▸ TEXT SHOWN
I don't know what kind of tailcap you got, but if you got a Z52 (momentary/twistie) I'd like to cast my vote for the IMR-E2. It's a whole lotta light in a small package. That'ts what I got for my EDC. I know, it's a big sacrifice in runtime, but that's why I carry LED lights on my keychain.


----------



## ampdude (Jan 18, 2010)

Deputy T. said:


> I don't know what kind of tailcap you got, but if you got a Z52 (momentary/twistie) I'd like to cast my vote for the IMR-E2. It's a whole lotta light in a small package. That'ts what I got for my EDC. I know, it's a big sacrifice in runtime, but that's why I carry LED lights on my keychain.



I just ordered one for my E2e. I've been meaning to try one out for awhile. The EO-E2R is very bright, but sometimes I like to EDC a pocket rocket. In the beamshots I saw awhile back, it smoked a P91, which is no small feat. I don't remember what the P91 was running on batterywise though.

The sacrifice is no big deal to me, especially when I'm traveling in my car, as I have extra batteries, a couple spare EO-E2R's and an E-series extender in the glove box. If I need more runtime I'll pop in more batteries, or if I really need more runtime I'll put in the EO-E2R and run it off of three primaries in which case I'm looking at a good 90mins to 2hrs per battery set since the EO-E2R only draws about 800ma. Need more than 2hrs? I'll put in some more batteries..

Plus I have a 6V Energizer lantern light in the console, and since I got my Sunlite Slim 3W warm tint 100 lumen 3AAA light the other day, I've been carrying that in my coat pocket too. Doesn't replace my incans, but it's a hell of a nice little light.

Yea, I run the Z52 style twisty on all of my E-series. I have just never been a fan of the Z57. Probably mostly because it looks ugly to me. The latest variations of this clicky are very reliable though.


----------



## cdknox (Jan 18, 2010)

Thanks for the responses. If anything I'll just try the lumens factory bulb.


----------



## caltemus (Jan 18, 2010)

I actually just got a E2e (hour ago) and it seems like it doesn't need an upgrade.


----------



## cdknox (Jan 18, 2010)

They definitely don't "need" an upgrade. The only thing I noticed was that after my first set of batteries, the white does not seem as "white".


----------



## paulr (Jan 18, 2010)

The e2e is a classic and led-ifying it sort of misses the point. If you want a led light, buy a led light. If you insist on upgrading an e2e, the best upgrade for it is an a10.


----------



## Outdoors Fanatic (Jan 18, 2010)

caltemus said:


> I actually just got a E2e (hour ago) and it seems like it doesn't need an upgrade.


An upgrade is absolutely not needed at all! All SureFire E Series are perfect as it is. But if you want to use rechargeable batteries, then you must replace the lamp assembly, which is quite easy and cheap.

▸ INFORMATION SUPPLIED
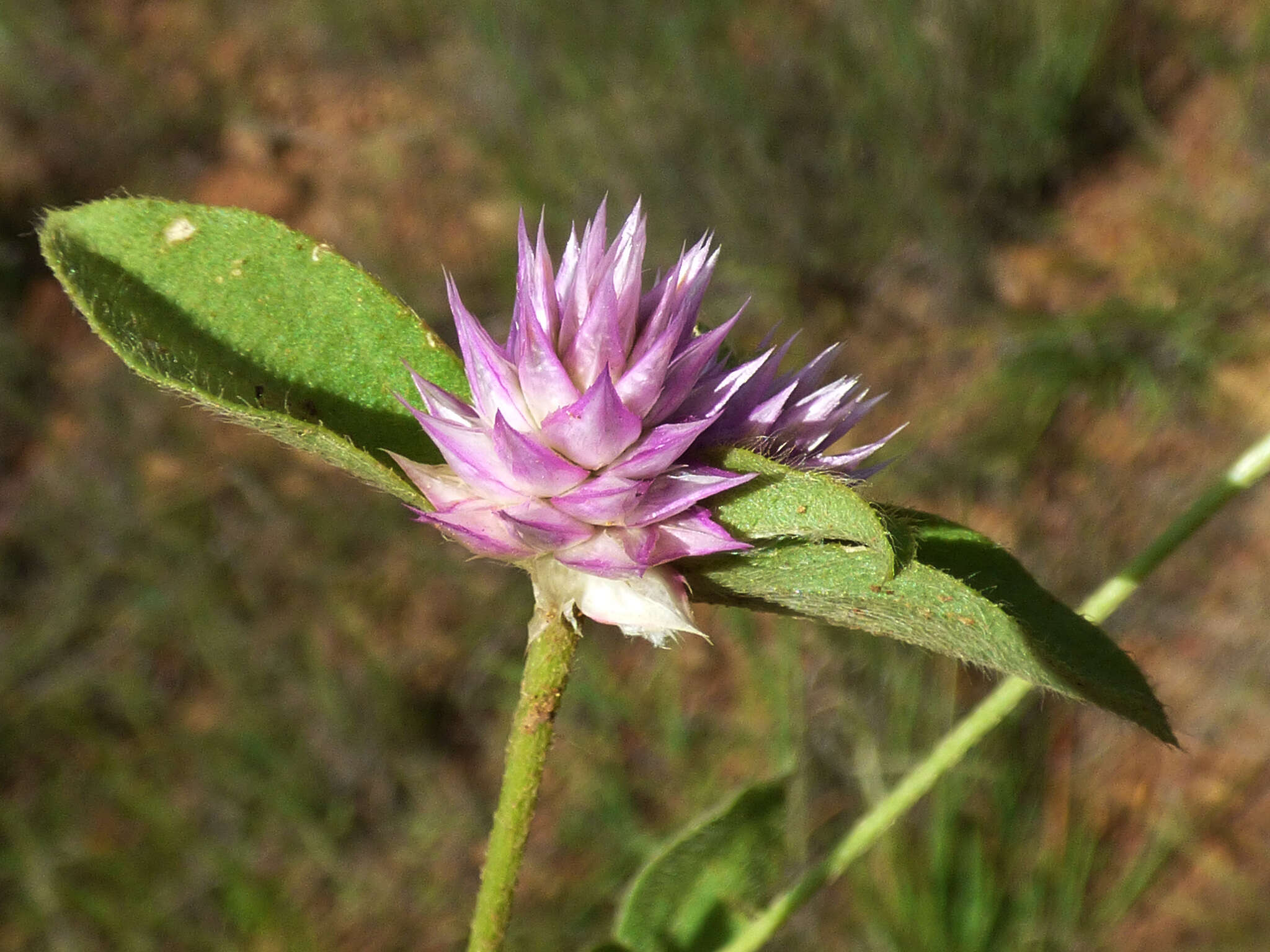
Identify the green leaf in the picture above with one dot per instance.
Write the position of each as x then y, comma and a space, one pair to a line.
698, 890
956, 593
808, 530
786, 503
258, 322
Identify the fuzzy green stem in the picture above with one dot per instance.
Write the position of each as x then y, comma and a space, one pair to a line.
1250, 467
546, 672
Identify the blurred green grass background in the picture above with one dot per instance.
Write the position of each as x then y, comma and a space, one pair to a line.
246, 703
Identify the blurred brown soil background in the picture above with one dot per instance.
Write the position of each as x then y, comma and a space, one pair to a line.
246, 703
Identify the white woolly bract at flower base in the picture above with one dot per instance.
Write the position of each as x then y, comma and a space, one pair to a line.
653, 606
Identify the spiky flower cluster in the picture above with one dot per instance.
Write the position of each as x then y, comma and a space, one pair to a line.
579, 455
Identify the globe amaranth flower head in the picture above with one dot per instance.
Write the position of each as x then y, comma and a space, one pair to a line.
579, 456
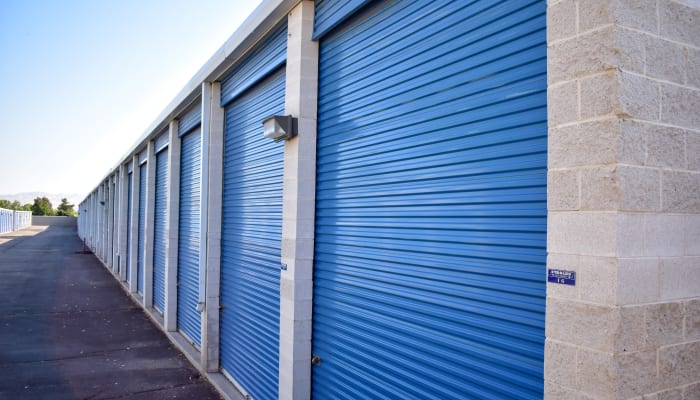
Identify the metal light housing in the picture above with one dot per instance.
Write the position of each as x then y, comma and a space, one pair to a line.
280, 127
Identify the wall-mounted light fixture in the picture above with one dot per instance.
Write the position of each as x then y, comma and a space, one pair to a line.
280, 127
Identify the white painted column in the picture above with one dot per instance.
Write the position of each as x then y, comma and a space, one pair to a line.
100, 221
134, 227
115, 223
149, 228
210, 243
122, 220
105, 221
296, 284
109, 204
173, 213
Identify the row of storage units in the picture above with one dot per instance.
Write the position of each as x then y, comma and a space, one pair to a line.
11, 220
393, 248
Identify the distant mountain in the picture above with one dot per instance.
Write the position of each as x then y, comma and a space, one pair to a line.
55, 199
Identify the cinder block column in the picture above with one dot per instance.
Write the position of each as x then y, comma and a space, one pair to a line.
210, 242
173, 213
149, 228
296, 283
623, 199
134, 227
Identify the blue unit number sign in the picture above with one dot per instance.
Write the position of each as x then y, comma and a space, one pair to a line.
562, 277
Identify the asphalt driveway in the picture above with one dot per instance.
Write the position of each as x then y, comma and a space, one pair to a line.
68, 330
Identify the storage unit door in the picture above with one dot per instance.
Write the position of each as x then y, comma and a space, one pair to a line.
251, 240
429, 274
128, 227
188, 318
160, 238
143, 172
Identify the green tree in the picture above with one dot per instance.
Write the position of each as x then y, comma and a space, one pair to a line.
42, 206
65, 209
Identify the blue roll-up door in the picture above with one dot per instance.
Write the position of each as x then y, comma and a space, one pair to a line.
128, 226
429, 272
188, 318
251, 240
160, 219
143, 173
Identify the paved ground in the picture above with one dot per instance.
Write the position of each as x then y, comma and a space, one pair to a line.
68, 331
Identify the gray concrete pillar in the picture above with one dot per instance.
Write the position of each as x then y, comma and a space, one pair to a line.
296, 282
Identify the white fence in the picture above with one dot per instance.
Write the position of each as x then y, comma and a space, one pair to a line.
14, 220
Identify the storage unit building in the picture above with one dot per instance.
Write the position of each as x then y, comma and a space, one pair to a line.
252, 219
188, 317
449, 176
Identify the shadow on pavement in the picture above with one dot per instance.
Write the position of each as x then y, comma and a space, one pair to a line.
69, 331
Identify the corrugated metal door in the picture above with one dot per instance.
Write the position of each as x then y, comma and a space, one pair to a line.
251, 232
128, 226
429, 278
160, 219
143, 173
188, 318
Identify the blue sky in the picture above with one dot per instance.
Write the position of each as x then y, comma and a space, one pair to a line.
81, 80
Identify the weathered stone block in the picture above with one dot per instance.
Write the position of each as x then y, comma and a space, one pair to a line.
693, 150
600, 95
692, 319
693, 67
672, 394
562, 100
630, 336
600, 188
609, 48
636, 373
560, 363
582, 233
585, 324
679, 22
630, 234
665, 146
665, 60
664, 235
679, 364
561, 20
596, 373
639, 97
595, 13
664, 324
680, 106
589, 143
632, 146
637, 14
679, 278
692, 392
598, 279
562, 190
640, 188
691, 233
638, 280
680, 191
552, 391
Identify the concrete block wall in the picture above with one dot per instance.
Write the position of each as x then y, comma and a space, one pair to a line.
624, 199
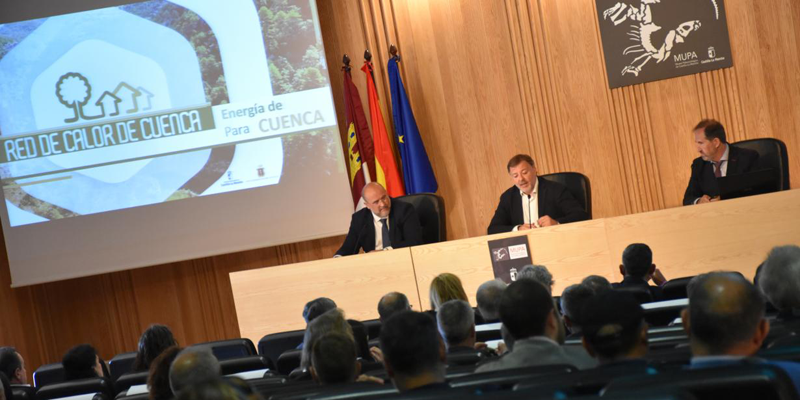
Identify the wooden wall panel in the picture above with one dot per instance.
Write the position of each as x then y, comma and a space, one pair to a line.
487, 79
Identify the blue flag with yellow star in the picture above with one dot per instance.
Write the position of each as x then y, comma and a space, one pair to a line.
417, 171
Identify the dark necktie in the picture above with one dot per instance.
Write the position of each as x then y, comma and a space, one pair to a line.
387, 242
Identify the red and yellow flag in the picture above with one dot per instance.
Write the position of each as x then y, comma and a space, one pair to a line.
386, 167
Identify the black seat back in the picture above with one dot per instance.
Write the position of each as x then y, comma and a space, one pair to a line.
577, 184
229, 349
121, 364
48, 375
273, 345
430, 209
771, 154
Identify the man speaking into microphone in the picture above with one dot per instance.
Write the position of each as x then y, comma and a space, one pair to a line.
384, 224
532, 202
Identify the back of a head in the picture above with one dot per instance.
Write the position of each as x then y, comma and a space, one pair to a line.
779, 278
637, 259
334, 359
79, 362
456, 321
392, 303
332, 321
9, 361
152, 342
192, 367
597, 283
317, 307
724, 310
214, 389
410, 343
572, 300
612, 324
524, 308
538, 273
446, 287
488, 298
158, 377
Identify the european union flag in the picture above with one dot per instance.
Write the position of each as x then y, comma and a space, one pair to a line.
417, 170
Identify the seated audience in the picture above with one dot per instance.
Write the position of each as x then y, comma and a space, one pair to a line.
444, 288
637, 268
779, 280
333, 359
725, 323
527, 311
597, 283
158, 378
614, 330
152, 342
81, 362
573, 299
13, 365
538, 273
488, 298
191, 368
392, 303
414, 355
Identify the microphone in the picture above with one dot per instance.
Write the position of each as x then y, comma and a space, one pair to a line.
530, 217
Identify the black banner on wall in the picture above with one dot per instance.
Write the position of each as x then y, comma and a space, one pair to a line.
650, 40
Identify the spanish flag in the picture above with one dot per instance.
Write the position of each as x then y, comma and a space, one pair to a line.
386, 167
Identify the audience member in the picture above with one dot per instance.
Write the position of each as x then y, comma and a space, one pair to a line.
538, 273
414, 355
392, 303
81, 362
725, 322
192, 367
158, 378
779, 280
331, 321
152, 342
614, 330
333, 359
488, 298
573, 299
637, 268
597, 283
13, 366
5, 388
446, 287
527, 311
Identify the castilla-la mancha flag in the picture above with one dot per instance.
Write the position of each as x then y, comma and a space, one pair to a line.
361, 153
386, 167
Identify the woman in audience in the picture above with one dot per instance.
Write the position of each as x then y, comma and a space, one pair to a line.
152, 342
82, 362
446, 287
158, 380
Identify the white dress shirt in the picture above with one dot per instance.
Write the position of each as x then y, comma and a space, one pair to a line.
530, 207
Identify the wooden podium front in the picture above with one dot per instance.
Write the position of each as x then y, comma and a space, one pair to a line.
729, 235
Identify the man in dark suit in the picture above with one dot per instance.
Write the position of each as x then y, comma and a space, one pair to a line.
382, 224
533, 202
717, 159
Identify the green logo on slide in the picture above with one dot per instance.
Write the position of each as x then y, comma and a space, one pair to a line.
74, 91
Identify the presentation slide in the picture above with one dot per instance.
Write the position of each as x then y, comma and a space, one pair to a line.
149, 103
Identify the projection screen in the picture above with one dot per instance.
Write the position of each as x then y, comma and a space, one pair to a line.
137, 133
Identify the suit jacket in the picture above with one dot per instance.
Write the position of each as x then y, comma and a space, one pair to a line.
554, 200
404, 229
703, 181
538, 350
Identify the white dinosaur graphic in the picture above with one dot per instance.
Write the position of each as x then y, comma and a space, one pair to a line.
642, 33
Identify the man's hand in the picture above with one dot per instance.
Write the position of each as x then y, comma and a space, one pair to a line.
547, 221
376, 354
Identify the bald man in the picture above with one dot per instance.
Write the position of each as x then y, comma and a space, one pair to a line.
382, 225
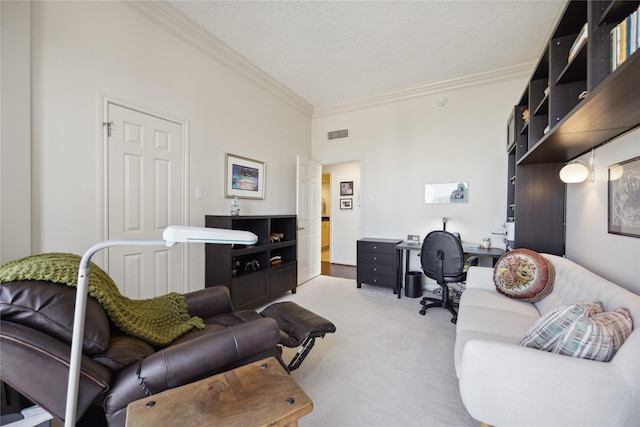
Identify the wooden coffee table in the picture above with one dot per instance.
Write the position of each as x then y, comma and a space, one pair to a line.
259, 394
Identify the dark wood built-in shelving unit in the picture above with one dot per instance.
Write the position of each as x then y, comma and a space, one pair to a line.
275, 271
562, 124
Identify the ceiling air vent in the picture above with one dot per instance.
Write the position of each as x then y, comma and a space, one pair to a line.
337, 134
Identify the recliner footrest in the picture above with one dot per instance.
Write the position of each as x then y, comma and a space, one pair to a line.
298, 327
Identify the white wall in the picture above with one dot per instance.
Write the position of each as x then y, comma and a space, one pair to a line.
15, 131
82, 51
405, 144
588, 242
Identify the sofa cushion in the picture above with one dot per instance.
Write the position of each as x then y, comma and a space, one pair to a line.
524, 274
597, 337
547, 332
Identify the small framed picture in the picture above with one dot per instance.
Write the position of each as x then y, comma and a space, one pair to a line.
244, 178
346, 188
624, 194
413, 238
346, 204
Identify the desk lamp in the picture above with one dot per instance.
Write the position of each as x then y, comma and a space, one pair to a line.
172, 234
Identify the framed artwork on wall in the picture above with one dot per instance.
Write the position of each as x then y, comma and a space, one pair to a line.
624, 198
346, 188
244, 178
450, 192
346, 204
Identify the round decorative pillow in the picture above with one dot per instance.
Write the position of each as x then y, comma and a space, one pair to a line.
524, 275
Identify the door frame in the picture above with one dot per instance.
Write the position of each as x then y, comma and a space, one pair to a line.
103, 167
359, 197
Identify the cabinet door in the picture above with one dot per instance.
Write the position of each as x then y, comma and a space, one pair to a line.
250, 290
283, 279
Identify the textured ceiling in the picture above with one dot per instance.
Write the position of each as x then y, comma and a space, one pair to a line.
330, 52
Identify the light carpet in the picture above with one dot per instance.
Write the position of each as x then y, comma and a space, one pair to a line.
386, 365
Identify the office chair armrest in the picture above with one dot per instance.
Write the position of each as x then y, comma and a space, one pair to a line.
472, 260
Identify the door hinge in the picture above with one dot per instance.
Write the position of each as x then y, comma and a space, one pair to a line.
109, 126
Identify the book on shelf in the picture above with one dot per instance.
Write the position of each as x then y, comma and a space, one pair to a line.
624, 39
579, 42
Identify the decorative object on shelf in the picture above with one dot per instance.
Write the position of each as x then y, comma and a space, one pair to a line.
245, 178
346, 204
346, 188
624, 39
413, 238
624, 198
235, 209
252, 265
578, 171
454, 192
276, 237
580, 41
275, 260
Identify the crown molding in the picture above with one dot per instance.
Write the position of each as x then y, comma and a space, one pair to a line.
522, 70
175, 22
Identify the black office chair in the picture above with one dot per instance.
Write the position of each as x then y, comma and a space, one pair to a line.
442, 259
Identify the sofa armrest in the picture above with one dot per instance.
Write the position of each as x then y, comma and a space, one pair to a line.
192, 360
209, 302
480, 277
506, 384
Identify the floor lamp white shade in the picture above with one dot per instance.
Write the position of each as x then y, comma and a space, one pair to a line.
172, 234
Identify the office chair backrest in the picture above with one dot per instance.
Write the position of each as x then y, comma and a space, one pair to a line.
445, 246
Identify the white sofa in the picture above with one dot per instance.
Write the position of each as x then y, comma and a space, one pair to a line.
505, 384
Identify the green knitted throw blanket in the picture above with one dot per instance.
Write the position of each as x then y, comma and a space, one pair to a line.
158, 320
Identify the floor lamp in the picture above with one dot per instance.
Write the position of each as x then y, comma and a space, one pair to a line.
172, 234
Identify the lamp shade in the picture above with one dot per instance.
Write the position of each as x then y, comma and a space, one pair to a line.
574, 172
615, 172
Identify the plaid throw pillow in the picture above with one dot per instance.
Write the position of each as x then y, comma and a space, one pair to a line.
547, 332
581, 330
597, 337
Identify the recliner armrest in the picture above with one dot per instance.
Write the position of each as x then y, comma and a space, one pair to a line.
192, 360
208, 302
36, 364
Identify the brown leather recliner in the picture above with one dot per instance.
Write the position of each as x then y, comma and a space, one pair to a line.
36, 330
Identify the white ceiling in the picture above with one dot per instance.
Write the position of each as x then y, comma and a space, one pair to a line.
331, 52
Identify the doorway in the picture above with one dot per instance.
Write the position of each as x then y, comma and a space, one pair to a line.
341, 218
144, 193
325, 246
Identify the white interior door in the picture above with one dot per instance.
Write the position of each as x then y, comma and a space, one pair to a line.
309, 195
145, 194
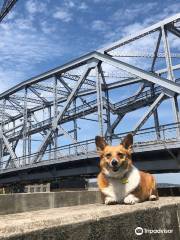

▸ PROBLEMS TO SOLVE
**A.** Answer these questions from the flashlight thread, marking each answer (i), (ii), (iii) like its question.
(i) About how much current does the EO-E2R draw, according to ampdude?
(ii) What does paulr name as the best upgrade for an e2e?
(iii) According to Outdoors Fanatic, what must be replaced to use rechargeable batteries in a SureFire E Series light?
**B.** Return every line of the rows above that contains the string "armrest".

▸ RESPONSES FOR EACH TASK
**A.**
(i) About 800ma.
(ii) An a10.
(iii) The lamp assembly.

**B.**
Identify the office chair armrest in the picture above with one dot per instance.
Identify the sofa armrest in the picture above with one dot per instance.
Identify the recliner armrest in the picture above with one dot per instance.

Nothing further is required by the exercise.